# [Instructions to follow]
Move the entries from the start of the entries through the line that contains "[352,595,665,896]", inclusive, into your reply. Keep every line, including the category lines, but add 19 to each coordinate in the bounding boxes.

Entries for bounding box labeling:
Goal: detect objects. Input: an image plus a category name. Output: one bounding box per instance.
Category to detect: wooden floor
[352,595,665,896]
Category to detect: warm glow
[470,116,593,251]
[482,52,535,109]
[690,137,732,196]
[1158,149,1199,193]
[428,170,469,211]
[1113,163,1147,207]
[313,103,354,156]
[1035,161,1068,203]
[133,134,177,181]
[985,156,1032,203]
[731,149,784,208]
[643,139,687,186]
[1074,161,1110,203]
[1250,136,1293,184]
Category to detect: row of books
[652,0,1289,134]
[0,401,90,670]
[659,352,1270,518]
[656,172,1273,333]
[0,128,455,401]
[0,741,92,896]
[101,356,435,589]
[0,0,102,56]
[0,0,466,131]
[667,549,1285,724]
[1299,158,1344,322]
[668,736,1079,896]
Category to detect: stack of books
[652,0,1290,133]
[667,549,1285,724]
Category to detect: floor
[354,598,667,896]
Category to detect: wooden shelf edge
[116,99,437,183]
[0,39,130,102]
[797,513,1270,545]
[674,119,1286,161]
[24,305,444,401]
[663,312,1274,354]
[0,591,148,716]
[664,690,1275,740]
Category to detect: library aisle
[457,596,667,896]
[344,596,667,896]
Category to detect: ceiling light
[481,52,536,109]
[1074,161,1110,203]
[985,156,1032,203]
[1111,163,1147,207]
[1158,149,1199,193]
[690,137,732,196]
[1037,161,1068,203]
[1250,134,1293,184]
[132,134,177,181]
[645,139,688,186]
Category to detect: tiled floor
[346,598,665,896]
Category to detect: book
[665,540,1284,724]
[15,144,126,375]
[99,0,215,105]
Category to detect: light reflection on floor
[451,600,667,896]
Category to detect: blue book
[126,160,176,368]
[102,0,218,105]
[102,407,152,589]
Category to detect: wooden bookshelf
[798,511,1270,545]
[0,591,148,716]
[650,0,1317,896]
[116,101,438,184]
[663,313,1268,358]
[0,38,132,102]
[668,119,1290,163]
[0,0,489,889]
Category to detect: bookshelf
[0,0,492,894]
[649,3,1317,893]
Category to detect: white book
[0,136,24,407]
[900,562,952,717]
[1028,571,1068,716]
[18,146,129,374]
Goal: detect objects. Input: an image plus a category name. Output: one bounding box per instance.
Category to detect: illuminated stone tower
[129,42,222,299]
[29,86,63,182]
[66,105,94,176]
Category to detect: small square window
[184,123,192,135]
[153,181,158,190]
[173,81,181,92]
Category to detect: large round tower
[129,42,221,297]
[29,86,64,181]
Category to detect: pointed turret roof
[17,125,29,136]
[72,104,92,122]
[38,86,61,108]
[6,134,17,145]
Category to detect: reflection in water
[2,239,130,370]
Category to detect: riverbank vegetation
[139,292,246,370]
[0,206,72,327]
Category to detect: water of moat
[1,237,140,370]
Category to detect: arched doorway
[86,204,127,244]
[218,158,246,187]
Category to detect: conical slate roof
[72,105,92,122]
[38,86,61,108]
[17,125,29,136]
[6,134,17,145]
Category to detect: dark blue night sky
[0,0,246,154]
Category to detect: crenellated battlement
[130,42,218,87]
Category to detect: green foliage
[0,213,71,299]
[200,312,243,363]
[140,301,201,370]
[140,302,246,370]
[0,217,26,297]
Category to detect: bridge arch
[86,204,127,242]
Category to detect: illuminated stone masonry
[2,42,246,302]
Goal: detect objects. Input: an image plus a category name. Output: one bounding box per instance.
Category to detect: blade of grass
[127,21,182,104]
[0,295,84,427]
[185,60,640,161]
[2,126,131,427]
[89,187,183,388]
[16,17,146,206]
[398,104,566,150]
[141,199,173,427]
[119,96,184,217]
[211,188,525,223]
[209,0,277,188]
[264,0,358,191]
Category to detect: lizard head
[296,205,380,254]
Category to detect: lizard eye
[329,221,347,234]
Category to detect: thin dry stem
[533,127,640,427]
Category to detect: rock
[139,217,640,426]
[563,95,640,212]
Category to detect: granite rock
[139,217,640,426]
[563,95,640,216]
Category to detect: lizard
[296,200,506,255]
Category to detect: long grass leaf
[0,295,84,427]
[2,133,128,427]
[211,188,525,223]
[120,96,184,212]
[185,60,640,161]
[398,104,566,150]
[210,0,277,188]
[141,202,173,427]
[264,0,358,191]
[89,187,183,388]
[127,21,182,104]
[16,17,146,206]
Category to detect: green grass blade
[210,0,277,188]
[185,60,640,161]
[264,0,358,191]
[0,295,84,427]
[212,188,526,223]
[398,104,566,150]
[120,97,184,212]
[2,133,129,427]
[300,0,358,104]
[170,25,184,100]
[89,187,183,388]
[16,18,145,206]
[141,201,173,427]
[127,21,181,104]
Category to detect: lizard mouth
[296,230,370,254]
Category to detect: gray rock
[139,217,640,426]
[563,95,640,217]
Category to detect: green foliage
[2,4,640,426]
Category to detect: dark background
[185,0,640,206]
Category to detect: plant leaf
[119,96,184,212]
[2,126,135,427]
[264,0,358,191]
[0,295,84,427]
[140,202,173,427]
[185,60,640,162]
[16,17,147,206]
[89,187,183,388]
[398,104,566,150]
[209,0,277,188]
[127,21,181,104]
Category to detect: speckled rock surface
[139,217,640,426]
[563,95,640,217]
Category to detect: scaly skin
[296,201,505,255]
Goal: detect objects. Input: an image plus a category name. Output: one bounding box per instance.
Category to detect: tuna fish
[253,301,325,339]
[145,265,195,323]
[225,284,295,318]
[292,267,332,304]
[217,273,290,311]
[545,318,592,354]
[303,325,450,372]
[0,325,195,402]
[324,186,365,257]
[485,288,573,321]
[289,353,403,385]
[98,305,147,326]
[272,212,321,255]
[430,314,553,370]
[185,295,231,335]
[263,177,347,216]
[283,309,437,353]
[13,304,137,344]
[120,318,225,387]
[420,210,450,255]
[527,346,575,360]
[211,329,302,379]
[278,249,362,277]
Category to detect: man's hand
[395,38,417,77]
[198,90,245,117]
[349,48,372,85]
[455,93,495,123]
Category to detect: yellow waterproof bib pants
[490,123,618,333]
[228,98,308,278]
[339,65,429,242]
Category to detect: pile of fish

# [Written reply]
Goal: detect objects. Input: an image plus a category name. Output: one bounding box per instance.
Category to detect: wooden floor
[371,614,684,915]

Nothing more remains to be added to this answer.